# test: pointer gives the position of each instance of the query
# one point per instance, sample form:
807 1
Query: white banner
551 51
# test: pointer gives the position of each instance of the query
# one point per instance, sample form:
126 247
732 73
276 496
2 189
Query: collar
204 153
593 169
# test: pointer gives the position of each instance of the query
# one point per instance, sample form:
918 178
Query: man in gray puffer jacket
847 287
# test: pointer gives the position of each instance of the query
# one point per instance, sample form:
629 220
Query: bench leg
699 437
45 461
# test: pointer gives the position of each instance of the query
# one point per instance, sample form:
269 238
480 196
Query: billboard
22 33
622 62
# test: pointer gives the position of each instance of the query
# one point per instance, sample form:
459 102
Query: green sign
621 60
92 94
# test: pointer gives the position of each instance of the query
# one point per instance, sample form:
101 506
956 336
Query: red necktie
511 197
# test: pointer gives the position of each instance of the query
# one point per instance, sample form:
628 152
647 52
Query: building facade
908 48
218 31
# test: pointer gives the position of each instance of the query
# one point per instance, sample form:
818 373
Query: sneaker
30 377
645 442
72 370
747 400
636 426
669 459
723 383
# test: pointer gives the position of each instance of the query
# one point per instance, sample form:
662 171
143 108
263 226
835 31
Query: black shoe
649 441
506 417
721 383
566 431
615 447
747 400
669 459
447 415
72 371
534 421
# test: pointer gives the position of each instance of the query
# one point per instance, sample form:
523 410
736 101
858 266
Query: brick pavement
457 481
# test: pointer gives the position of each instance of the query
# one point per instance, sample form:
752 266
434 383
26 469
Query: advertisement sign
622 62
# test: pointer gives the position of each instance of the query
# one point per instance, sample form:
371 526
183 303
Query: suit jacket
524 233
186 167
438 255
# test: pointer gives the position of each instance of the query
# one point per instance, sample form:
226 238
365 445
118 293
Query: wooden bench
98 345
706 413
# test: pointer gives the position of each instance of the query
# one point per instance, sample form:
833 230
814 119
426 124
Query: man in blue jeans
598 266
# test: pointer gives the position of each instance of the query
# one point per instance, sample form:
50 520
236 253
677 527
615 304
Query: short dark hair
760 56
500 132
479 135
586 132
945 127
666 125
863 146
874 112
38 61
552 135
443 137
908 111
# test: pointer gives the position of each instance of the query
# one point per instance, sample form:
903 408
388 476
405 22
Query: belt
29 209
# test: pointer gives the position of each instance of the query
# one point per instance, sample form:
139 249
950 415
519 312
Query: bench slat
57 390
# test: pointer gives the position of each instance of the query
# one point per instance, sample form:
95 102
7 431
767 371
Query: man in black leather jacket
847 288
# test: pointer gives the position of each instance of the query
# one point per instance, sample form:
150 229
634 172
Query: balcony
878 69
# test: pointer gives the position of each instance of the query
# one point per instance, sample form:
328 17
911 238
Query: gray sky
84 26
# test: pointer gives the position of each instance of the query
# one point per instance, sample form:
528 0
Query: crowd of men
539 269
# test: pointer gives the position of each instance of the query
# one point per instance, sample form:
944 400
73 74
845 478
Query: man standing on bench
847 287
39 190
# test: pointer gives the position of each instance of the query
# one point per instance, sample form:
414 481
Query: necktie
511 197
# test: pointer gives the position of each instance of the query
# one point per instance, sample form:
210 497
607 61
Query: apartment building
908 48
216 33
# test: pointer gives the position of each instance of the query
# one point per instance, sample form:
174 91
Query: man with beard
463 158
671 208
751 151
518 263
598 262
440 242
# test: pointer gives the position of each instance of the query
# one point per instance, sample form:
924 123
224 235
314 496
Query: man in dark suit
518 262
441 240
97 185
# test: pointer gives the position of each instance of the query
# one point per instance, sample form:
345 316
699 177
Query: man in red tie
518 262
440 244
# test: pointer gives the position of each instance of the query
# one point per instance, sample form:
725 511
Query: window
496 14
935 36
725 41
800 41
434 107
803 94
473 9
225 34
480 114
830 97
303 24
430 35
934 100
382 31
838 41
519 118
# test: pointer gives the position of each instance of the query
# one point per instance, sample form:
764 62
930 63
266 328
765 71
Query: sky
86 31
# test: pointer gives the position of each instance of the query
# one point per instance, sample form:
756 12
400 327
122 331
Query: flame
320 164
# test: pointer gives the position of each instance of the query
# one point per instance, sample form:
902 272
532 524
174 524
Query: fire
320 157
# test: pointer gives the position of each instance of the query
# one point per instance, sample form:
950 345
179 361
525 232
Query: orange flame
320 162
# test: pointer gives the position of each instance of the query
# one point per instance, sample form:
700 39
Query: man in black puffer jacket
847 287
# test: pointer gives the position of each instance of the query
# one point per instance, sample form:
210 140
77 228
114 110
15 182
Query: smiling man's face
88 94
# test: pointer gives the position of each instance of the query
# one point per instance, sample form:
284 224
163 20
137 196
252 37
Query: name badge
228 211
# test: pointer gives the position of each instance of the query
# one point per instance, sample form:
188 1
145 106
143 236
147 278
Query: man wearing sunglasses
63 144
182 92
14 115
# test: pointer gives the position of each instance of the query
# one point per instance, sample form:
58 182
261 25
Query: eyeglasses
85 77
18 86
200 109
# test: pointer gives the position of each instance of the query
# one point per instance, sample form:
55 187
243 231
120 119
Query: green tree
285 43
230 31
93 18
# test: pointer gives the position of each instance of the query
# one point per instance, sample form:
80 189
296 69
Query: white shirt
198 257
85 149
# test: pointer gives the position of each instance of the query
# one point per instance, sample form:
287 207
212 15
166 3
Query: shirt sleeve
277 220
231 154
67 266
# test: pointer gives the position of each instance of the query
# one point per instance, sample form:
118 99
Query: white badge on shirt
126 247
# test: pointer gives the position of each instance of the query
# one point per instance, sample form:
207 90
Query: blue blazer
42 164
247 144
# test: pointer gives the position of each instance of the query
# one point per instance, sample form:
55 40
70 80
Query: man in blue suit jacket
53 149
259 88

- _PROBLEM DETAILS_
Give back the entire listing, line for line, exactly as it stands.

- _WRITTEN SOLUTION_
# test: pointer gives the position of each instance of the query
# one point per instance, sample form:
807 1
Query: white banner
551 51
# test: pointer gives the position of each instance of the query
# one point per instance, sample form:
126 247
732 73
276 496
2 189
Query: collar
204 153
593 169
# test: pointer gives the position of each instance of the query
# one point per instance, sample form:
918 178
Query: man in gray puffer jacket
847 287
# test: pointer gives the position of each instance of the query
# one point per instance, sample form:
629 220
Query: bench leg
699 437
45 461
# test: pointer gives the position of each instance of the query
# one point per instance, sample form:
269 238
480 196
Query: billboard
22 33
622 62
# test: pointer gives the position of each instance of the query
# one point per instance, sample form:
459 102
Query: green sign
621 60
92 94
# test: pointer gives the position of each instance of the query
# one point per instance, sample form:
101 506
956 336
Query: red necktie
511 197
# test: pointer gives the position of each instance of the query
# one point per instance, sample form:
628 152
647 52
Query: building facade
908 48
218 31
# test: pointer gives the position of each instance of the query
# one point per instance, sample form:
818 373
Query: sneaker
30 377
645 442
72 370
747 400
636 426
669 459
723 383
# test: pointer gives the position of each instance of the query
# one point per instance, sample form:
662 171
143 108
263 226
835 31
Query: black shoe
649 441
506 417
721 383
566 431
615 447
747 400
669 459
447 415
72 371
534 421
# test: pointer gives the position of each instance of the query
# one point per instance, sample form:
523 410
736 101
858 266
Query: brick pavement
457 481
# test: pointer gives the position of each instance of the query
# one point per instance, sample form:
752 266
434 383
26 469
Query: advertisement sign
622 62
# test: pointer gives the position of each instance of the query
# one point per instance, sample form:
371 526
183 303
Query: suit jacket
524 233
186 167
438 255
# test: pointer gives the position of each instance of the query
# one point per instance, sample form:
226 238
365 445
118 293
Query: wooden bench
98 345
706 413
# test: pointer gives the position of each instance of the query
# one point per instance, sample form:
833 230
814 119
426 124
Query: man in blue jeans
598 266
# test: pointer gives the position of each instance of the query
# one point per instance, sample form:
50 520
236 253
677 527
615 304
Query: short dark hair
760 56
500 132
479 135
586 132
945 127
666 125
863 146
874 112
38 61
552 135
443 137
908 111
# test: pointer gives the position of each instance of the query
# one point per instance, sample form:
903 408
388 476
405 22
Query: belt
29 209
# test: pointer gives the position of each instance of the query
# one point per instance, sample form:
139 249
950 415
519 312
Query: bench slat
57 390
# test: pointer gives the position of each instance of the query
# one point per instance, sample form:
95 102
7 431
767 371
Query: man in black leather jacket
847 288
# test: pointer gives the position of each instance of the query
# one point per instance, sample form:
150 229
634 172
Query: balcony
878 69
# test: pointer gives the position of each instance of the query
# one point per instance, sample form:
328 17
911 238
Query: gray sky
84 26
# test: pointer gives the position of each instance of the query
# one point per instance, sample form:
528 0
Query: crowd of men
539 269
# test: pointer gives the position of each instance of the query
# one point per instance, sample form:
944 400
73 74
845 478
Query: man standing on bench
847 287
39 190
# test: pointer gives the position of each instance of the query
# one point per instance, sample form:
414 481
Query: necktie
511 197
# test: pointer gives the position of each instance of the query
# one point per instance, sample form:
210 497
607 61
Query: apartment building
908 48
216 33
# test: pointer gives the position of each instance of the query
# one point per instance, sample form:
174 91
Query: man with beard
463 158
671 208
751 151
518 263
598 262
440 242
# test: pointer gives the position of each instance of the query
# one point per instance, sample form:
924 123
224 235
314 496
Query: man in dark suit
518 262
441 240
97 185
# test: pointer gives the position of each instance of the query
# one point per instance, sample form:
345 316
699 177
Query: man in red tie
518 262
440 244
# test: pointer gives the position of each instance of the query
# one point per instance, sample form:
725 511
Query: window
496 14
935 36
725 41
800 41
434 107
803 94
473 9
225 34
480 114
830 97
303 24
430 35
934 100
382 31
838 41
519 118
# test: pointer gives the position of each instance of the query
# one point per instance, sample form:
764 62
930 63
266 328
765 71
Query: sky
86 31
# test: pointer gives the position of each instance of the query
# one point per instance, sample form:
756 12
400 327
122 331
Query: flame
320 164
# test: pointer gives the position of each instance of the query
# one point per instance, sample form:
902 272
532 524
174 524
Query: fire
320 157
# test: pointer gives the position of each instance of the query
# one point per instance, sample form:
950 345
179 361
525 232
Query: orange flame
320 162
# test: pointer gives the position of each instance of the query
# one point per instance, sample form:
700 39
Query: man in black puffer jacket
847 287
# test: pointer gives the position of each instance of the query
# one point per instance, sample form:
210 140
77 228
114 110
15 182
Query: smiling man's face
88 94
# test: pointer gives the position of each instance of the query
# one point per instance, sample form:
284 224
163 20
137 196
252 37
Query: name badge
228 211
# test: pointer gives the position of each instance of the query
# one point per instance, sample form:
188 1
145 106
143 236
147 278
Query: man wearing sunglasses
63 144
182 92
14 115
# test: pointer gives the position of each instance of the query
# one point per instance, sample form:
58 182
261 25
Query: eyeglasses
85 77
18 86
200 109
# test: pointer gives the position of each instance of the query
# one point per instance, sample form:
55 187
243 231
120 119
Query: green tree
285 43
230 31
93 18
# test: pointer gives the position of each instance of the query
# one point per instance, sample form:
80 189
296 69
Query: white shirt
198 257
85 149
# test: pointer gives the position of each instance of the query
# one point per instance, sample form:
287 207
212 15
166 3
Query: shirt sleeve
277 220
231 154
67 266
# test: pointer gives the position of each instance of the query
# one point per instance, sample form:
118 99
Query: white badge on shirt
126 247
# test: pointer gives the position of each instance of the query
# one point per instance, sample form:
207 90
Query: blue blazer
42 164
247 144
# test: pointer gives the position of each instance of the query
# one point per instance, sample form:
55 40
70 80
Query: man in blue suit jacket
53 149
259 88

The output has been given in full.